**TEXT FOR ANALYSIS**.
Thanksgiving Mtwara style


Fortunately, I will be spending Christmas with my family!  That's right people, I'll be back in 'Merica from Dec. 13th to Jan. 2nd.  I cannot wait to see friends and family and stop sweating for a bit. 

Peace out folks!

Monday, September 12, 2011

Has it really been a year?

So my neighbor had her baby.  A month early, but luckily healthy.  Baby Elnathai was born August 21st and weighed a whopping 1.5 kilos, which is about 3.4 pounds.


Little baby Elnathai

Its that time of year, in with the new and out with the old, volunteers that is.  It is so weird that the older, more knowledgeable people are going.  I did make it to a couple sharehe's, going away parties, to say bye.  At Kristi's, the primary and secondary schools sang and gave speeches.  Also, no Tanzania party is complete without everyone saying a speech.  Luckily, I was passed over (wiping sweat from brow).  I just got to eat, dance and enjoy my time.

[Dataset entries]
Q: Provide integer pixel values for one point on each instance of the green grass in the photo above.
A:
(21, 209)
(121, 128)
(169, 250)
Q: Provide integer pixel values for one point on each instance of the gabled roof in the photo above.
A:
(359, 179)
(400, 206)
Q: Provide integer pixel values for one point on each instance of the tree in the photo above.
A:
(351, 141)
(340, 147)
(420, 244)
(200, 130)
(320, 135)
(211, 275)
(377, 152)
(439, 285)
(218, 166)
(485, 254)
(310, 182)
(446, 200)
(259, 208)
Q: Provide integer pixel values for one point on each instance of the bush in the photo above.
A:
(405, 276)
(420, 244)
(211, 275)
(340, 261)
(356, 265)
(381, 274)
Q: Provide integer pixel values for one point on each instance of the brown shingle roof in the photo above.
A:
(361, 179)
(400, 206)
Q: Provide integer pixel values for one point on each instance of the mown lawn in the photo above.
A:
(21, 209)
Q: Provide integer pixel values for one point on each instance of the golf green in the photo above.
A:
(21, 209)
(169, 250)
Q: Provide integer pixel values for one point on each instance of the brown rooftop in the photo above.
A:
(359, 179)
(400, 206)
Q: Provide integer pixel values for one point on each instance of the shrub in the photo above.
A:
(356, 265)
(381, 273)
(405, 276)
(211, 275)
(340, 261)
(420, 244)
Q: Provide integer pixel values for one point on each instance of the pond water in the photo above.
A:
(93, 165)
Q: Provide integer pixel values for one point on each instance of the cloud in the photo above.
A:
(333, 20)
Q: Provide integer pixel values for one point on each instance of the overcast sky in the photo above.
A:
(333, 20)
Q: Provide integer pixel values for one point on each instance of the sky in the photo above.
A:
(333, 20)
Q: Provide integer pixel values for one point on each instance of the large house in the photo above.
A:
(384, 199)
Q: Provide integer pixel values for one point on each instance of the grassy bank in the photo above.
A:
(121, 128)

**CHECK YOUR UNDERSTANDING**.
a. Sum up the Mtwara blog text in three sentences.
b. Carry on the Mtwara blog text from the point where it stops.
The rows aren't needed for any of this.

**ANSWERS TO THE EXERCISE**.
a. The writer is looking forward to spending Christmas with family back in America from Dec. 13th to Jan. 2nd. The writer's neighbor had her baby, Elnathai, a month early on August 21st; the baby was healthy and weighed 1.5 kilos. As older volunteers were leaving, the writer went to a couple of going-away parties, including Kristi's, where the schools sang and gave speeches, and got to eat and dance without being asked to give a speech.

b.
Most of the ville turned up for the party.


Dance party

Claire's little friend, Tashi, rockin' it before her sharehe

Tanzanians believe in wrapping you in every single present you receive, followed by a short dance party.

I also made it to Claire's party.  It was a lot of fun and all of her students and teachers came.  They sang, danced, made speeches, and gave presents and we also stuffed ourselves full of pilau and danced the night away. 

Ran into my first black mamba in country.  Luckily, there were students nearby with a hoe that cut it into pieces.  Good thing too because those will kill you dead!

The boys showing off their snake-killing weapon.

A newly discovered talent of one of Claire's students.  

Tanzanians love playing with our hair.  Claire's students successfully turned her hair into a rats nest  right before good-byes.

In other news, this month marks one year of living in Tanzania.  It is strange how fast it has gone!!  I feel like I have so much to accomplish in the next year am looking forward to the rest of my service.

That's about all folks!  Peace Out!

Wednesday, August 17, 2011

Things I Miss When I'm Sick In Africa...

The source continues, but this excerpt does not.